== Stored data

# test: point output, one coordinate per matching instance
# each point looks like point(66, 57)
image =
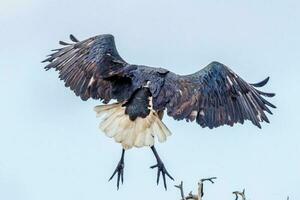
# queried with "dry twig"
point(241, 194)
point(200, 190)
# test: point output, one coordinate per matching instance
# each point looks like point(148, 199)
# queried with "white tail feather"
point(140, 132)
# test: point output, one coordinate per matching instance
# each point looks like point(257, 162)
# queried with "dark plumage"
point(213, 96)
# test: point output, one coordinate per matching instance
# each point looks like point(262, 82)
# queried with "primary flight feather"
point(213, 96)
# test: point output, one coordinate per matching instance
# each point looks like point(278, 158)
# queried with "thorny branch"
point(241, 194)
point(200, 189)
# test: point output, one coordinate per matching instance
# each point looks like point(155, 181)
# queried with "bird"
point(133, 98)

====
== Stored data

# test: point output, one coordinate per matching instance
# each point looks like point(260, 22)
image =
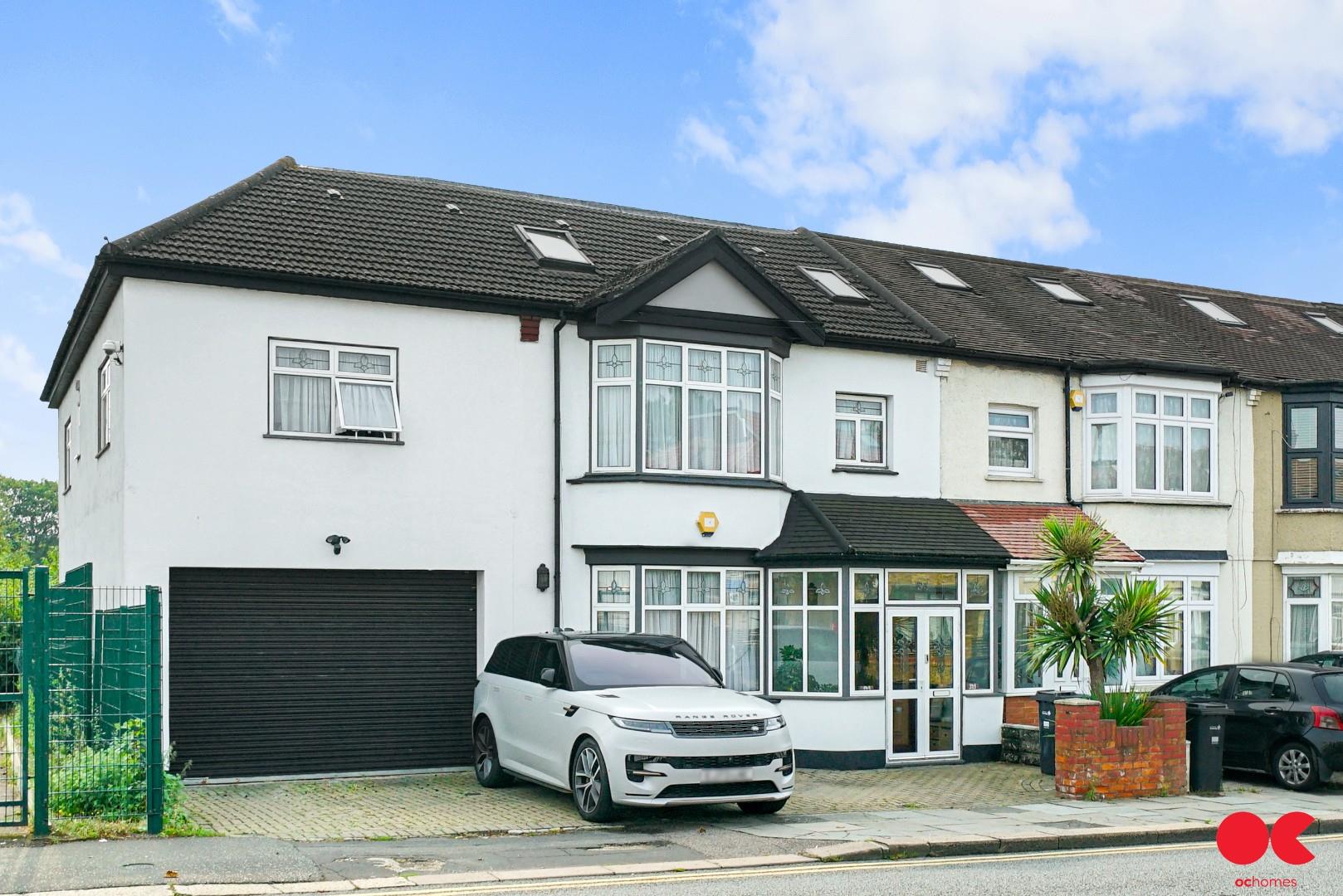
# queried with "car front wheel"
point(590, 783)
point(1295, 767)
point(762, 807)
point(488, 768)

====
== Stored data

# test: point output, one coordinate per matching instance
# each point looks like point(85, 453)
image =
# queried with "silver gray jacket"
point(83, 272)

====

What is being asked - When a line in the material above holds the word "each", copy that line.

Reply -
# each point looks like point(66, 57)
# each point looks like point(148, 199)
# each point looks like point(257, 162)
# each point looks like point(262, 82)
# each point looks like point(278, 158)
# each point looks like point(155, 181)
# each point looks like point(260, 22)
# each point looks like point(85, 453)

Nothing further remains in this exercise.